▶ [What you need to do]: Locate every line of the data that contains the string "strip" and copy each one. Match case.

▶ [Records provided]:
>>>>

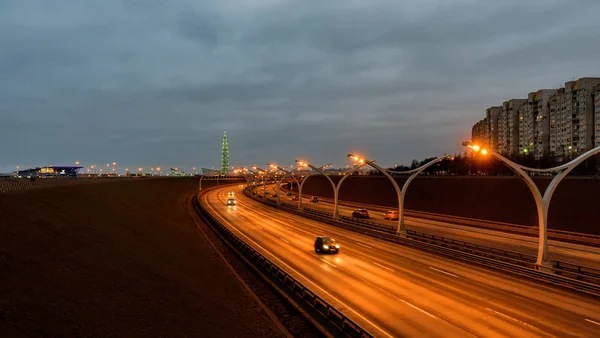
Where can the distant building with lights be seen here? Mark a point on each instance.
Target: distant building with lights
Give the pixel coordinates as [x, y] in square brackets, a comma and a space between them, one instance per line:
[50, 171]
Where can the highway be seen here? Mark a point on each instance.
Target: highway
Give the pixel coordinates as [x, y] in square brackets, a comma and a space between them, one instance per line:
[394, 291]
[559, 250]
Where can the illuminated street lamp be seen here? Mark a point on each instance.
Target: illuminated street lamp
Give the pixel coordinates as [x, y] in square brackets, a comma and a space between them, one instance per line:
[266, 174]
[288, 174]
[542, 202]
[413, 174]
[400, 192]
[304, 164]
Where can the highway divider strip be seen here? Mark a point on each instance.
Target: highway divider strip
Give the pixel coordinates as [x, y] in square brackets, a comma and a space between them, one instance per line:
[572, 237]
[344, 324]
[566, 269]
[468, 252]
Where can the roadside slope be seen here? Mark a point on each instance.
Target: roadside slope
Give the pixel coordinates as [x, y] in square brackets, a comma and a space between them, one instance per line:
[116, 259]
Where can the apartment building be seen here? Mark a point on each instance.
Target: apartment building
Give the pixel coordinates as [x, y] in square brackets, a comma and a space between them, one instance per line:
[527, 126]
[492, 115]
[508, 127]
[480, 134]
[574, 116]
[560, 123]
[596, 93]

<<<<
>>>>

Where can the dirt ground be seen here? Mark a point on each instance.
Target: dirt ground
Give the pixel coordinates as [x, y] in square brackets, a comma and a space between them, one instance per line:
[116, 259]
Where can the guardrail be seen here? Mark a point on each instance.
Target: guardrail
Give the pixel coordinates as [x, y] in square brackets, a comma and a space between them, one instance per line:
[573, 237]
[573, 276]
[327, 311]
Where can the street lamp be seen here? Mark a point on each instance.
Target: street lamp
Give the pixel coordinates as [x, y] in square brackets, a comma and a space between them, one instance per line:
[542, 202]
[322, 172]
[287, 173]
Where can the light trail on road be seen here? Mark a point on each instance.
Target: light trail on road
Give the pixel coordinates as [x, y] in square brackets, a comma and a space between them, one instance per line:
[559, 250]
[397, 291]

<<<<
>>>>

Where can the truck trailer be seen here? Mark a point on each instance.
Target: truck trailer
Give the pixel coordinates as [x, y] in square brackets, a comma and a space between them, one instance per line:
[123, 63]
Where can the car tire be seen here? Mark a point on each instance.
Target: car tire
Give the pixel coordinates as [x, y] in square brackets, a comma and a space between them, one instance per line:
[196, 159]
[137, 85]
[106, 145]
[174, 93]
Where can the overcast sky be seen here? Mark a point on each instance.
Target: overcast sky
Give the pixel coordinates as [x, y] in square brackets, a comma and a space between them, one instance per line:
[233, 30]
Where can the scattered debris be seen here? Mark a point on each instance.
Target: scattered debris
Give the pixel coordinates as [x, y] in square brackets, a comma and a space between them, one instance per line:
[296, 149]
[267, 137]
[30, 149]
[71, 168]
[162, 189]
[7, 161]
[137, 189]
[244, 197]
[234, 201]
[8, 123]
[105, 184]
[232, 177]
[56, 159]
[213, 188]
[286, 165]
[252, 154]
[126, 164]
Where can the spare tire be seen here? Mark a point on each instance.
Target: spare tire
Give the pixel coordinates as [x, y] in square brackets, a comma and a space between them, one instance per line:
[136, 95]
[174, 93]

<<<<

▶ [Correct output]:
Where can the highway divider strip be seen here? Mark a point on each instance.
Target: highway divider strip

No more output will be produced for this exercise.